[Begin PASSAGE SHOWN]
This sample project continues on to the one illustrated on Monday, with a few variations. Here you will learn to:

1. Query multiple Linked Data sets of the Bibliotheca Hertziana as if they were one
2. Enhance Geodata with heterogeneous sources

The basic ways to identify church buildings is still GND, however, you will see how this can be used to query datasets that lack direct usage of, or linking to, GND.

This notebook uses code written in the Python language; however, this is by no means prescriptive. The core of the project are the HTTP services which you can query in any way you like.

## Step 1: Install dependencies

[SPARQLWrapper](https://sparqlwrapper.readthedocs.io) is a useful client library for SPARQL endpoints. You do not strictly _need_ it to query the services, but it saves you some overhead of constructing HTTP requests and unpacking the results.

In [86]:
!pip install sparqlwrapper tabulate

Looking in indexes: https://pypi.org/simple, https://us-python.pkg.dev/colab-wheels/public/simple/


## Step 2: Prepare the data

First, load the joined GeoJSON data from Monday's project on GitHub.

For convenience, also keep an index of the churches' GND IDs.

In [87]:
import requests

geo_url = 'https://raw.githubusercontent.com/biblhertz/Datathink23_MappingGND/main/joined.geojson'
response = requests.get(geo_url)
geodata = response.json()

gnd_ids = [ props['gnd'] for props in (feat['properties'] for feat in geodata['features'] ) ]
print('{} GND IDs indexed'.format(len(gnd_ids)))
[End PASSAGE SHOWN]
- WRITTEN INSTRUCTION 1
Show each line of the entries below that contains the word "dining". Case counts.
[Begin MATERIAL PROVIDED]
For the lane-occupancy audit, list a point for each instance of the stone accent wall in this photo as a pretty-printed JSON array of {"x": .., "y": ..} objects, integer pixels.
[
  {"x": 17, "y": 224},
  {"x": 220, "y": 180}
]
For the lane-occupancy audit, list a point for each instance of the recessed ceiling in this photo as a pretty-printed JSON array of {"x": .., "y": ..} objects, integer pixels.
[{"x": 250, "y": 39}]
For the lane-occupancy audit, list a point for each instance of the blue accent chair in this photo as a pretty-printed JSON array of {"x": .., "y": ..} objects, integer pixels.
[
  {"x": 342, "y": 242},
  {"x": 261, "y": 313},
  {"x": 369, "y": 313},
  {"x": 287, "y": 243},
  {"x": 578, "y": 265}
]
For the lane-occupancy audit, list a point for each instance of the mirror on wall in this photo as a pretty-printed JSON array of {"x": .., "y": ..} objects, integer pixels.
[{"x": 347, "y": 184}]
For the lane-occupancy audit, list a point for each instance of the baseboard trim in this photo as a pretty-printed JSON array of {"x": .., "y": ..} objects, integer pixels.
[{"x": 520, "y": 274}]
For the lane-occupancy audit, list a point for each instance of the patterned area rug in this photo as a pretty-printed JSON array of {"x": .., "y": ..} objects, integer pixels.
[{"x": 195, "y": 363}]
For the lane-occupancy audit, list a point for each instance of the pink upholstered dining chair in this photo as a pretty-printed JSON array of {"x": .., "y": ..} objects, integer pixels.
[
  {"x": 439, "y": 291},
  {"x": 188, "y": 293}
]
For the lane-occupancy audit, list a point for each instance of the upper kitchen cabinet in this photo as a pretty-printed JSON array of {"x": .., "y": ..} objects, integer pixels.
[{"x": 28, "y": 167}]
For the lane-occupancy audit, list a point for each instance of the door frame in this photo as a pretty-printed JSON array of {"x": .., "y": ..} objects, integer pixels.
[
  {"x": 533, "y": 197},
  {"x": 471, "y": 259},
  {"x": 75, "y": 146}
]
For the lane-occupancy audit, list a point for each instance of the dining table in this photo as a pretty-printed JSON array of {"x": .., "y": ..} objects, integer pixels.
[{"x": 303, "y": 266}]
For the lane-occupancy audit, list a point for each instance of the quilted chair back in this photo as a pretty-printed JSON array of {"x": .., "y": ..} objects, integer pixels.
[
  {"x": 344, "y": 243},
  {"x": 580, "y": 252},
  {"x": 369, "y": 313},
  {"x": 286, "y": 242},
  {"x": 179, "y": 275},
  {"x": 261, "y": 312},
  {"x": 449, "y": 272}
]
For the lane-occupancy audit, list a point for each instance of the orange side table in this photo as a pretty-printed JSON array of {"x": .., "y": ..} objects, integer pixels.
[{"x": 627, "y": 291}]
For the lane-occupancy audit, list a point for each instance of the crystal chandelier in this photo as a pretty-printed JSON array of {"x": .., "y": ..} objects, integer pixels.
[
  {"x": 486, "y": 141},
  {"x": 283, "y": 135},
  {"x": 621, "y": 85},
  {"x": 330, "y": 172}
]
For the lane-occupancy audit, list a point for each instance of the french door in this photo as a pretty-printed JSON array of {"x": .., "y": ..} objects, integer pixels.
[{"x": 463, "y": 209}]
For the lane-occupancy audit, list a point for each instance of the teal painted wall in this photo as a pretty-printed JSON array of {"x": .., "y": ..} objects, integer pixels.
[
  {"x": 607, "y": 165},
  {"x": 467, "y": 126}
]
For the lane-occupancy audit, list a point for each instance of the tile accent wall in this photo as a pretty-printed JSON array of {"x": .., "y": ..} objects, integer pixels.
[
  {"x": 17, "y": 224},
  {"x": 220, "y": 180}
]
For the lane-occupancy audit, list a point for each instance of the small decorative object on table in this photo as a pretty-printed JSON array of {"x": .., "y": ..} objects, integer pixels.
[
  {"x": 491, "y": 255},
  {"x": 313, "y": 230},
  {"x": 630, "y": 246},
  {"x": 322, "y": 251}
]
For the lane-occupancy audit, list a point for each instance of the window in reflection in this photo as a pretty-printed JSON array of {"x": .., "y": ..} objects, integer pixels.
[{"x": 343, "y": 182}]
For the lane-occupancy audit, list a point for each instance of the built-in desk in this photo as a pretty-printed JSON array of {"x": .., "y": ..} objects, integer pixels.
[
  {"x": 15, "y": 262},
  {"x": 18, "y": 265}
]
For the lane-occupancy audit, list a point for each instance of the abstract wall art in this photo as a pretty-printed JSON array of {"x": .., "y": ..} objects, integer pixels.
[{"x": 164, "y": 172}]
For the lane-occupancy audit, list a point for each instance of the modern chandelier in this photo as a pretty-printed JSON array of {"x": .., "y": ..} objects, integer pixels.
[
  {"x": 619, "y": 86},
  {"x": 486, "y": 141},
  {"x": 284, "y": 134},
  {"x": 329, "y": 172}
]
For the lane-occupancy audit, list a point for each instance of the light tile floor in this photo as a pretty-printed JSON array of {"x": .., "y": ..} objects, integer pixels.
[End MATERIAL PROVIDED]
- WRITTEN INSTRUCTION 2
Write out the entire Linked Data notebook walkthrough above, word for word and without changes.

- TASK RESULT 1
For the lane-occupancy audit, list a point for each instance of the pink upholstered dining chair in this photo as a pretty-printed JSON array of {"x": .., "y": ..} objects, integer pixels.
For the lane-occupancy audit, list a point for each instance of the dining table in this photo as a pretty-printed JSON array of {"x": .., "y": ..} objects, integer pixels.

- TASK RESULT 2
This sample project continues on to the one illustrated on Monday, with a few variations. Here you will learn to:

1. Query multiple Linked Data sets of the Bibliotheca Hertziana as if they were one
2. Enhance Geodata with heterogeneous sources

The basic ways to identify church buildings is still GND, however, you will see how this can be used to query datasets that lack direct usage of, or linking to, GND.

This notebook uses code written in the Python language; however, this is by no means prescriptive. The core of the project are the HTTP services which you can query in any way you like.

## Step 1: Install dependencies

[SPARQLWrapper](https://sparqlwrapper.readthedocs.io) is a useful client library for SPARQL endpoints. You do not strictly _need_ it to query the services, but it saves you some overhead of constructing HTTP requests and unpacking the results.

In [86]:
!pip install sparqlwrapper tabulate

Looking in indexes: https://pypi.org/simple, https://us-python.pkg.dev/colab-wheels/public/simple/


## Step 2: Prepare the data

First, load the joined GeoJSON data from Monday's project on GitHub.

For convenience, also keep an index of the churches' GND IDs.

In [87]:
import requests

geo_url = 'https://raw.githubusercontent.com/biblhertz/Datathink23_MappingGND/main/joined.geojson'
response = requests.get(geo_url)
geodata = response.json()

gnd_ids = [ props['gnd'] for props in (feat['properties'] for feat in geodata['features'] ) ]
print('{} GND IDs indexed'.format(len(gnd_ids)))